───── SUPPLIED TEXT ─────

More particularly, the following numbered paragraphs describe various features in accordance with various embodiments of the invention as further described above:

1. A tremolo and tuning apparatus for a stringed musical instrument having a body, a neck extending from the body, a nut on an end of the neck remote from the body, and at least one string extending over the neck, wherein the at least one string makes a first critical contact with the instrument at a point on the nut of the instrument and a second critical contact at a point on the tremolo and tuning apparatus, the apparatus comprising: a mounting frame configured to be mounted on the surface of the body of the stringed musical instrument; at least one attachment post secured to the body of the instrument; a base plate pivotally mounted with respect to said at least one attachment post and having a surface adapted to receive a force; at least one string mounting assembly mounted on said base plate wherein said at least one string mounting assembly is adapted to hold the at least one string; and a resilient member assembly configured to be engaged with said mounting frame outside the body of the instrument and to supply a force to said surface of said base plate.

2. The tremolo and tuning apparatus of paragraph 1, wherein said at least one attachment post is provided on at least one of (i) the body of the instrument, (ii) said mounting frame or (ii) a second mounting frame mounted on the surface of the body of the instrument.

3. The tremolo and tuning apparatus of paragraph 1, wherein two attachment posts are secured to the body of the stringed musical instrument and the base plate is pivotally mounted with respect to each of the two attachment posts.

4. The tremolo and tuning apparatus of paragraph 1, wherein a tip of said resilient member assembly contacts said surface of said base plate.

5. The tremolo and tuning apparatus of paragraph 1, wherein said resilient member assembly includes a transfer rod configured to be engaged at one end with a mounting frame and at another end with said surface of said base plate and having a portion configured for avoiding contact with the base plate and string mounting assemblies during pivotal movement of the base plate.

6. The tremolo and tuning apparatus of paragraph 5, wherein said surface of said base plate includes an indentation for receiving said tip of said resilient member assembly.

7. The tremolo and tuning apparatus of paragraph 1, wherein said force is a compressive force.

8. The tremolo and tuning apparatus of paragraph 1, wherein said resilient member assembly includes a spring that supplies said compressive force to said surface of said base plate.

─────

STATED PROBLEM:
Resume the tremolo apparatus text from the point where it stops. The lines after this have no connection to the tremolo apparatus text.

───── DATASET CONTENT ─────

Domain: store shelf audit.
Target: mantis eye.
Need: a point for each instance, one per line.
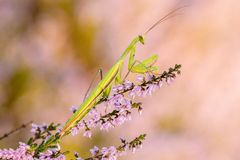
(141, 39)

─────

WRITTEN ANSWER:
9. The tremolo and tuning apparatus of paragraph 1 further comprising a tremolo stopping element adjustably mounted to said mounting frame and having a surface adapted to contact said base plate at a predetermined position of said base plate to prevent movement of said base plate to other predetermined positions.

10. The tremolo and tuning apparatus of paragraph 1, wherein the distance between said surface of said base plate and the nut is shorter than the distance between the second critical contact point and the nut.

11. The tremolo and tuning apparatus of paragraph 1, wherein the string mounting assembly has a locking mechanism adapted to securely hold the string in the vicinity of the second critical contact point.

12. The tremolo and tuning apparatus of paragraph 1 further comprising a tremolo stopping element adjustably mounted to at least one of (i) the body of the instrument, (ii) said mounting frame or (ii) a second mounting frame mounted on the surface of the body of the instrument, said tremolo stopping element further having a surface adapted to contact said base plate at a predetermined position of said base plate to prevent movement of said base plate to other predetermined positions.

13. A stringed musical instrument having a body, a neck extending from the body, a nut on an end of the neck remote from the body, at least one string extending over the neck, and a tremolo and tuning apparatus wherein the at least one string makes a first critical contact with the instrument at a point on the nut of the instrument and a second critical contact at a point on the tremolo and tuning apparatus, the apparatus comprising: a mounting frame mounted on the surface of the body of the stringed musical instrument; at least one attachment post secured to the body of the instrument; a base plate pivotally mounted with respect to said at least one attachment post and having a surface adapted to receive a force; at least one string mounting assembly mounted on said base plate wherein said at least one string mounting assembly is adapted to hold the at least one string; and a resilient member assembly engaged with said mounting frame outside the body of the instrument and supplying a compressive force to said surface of said base plate.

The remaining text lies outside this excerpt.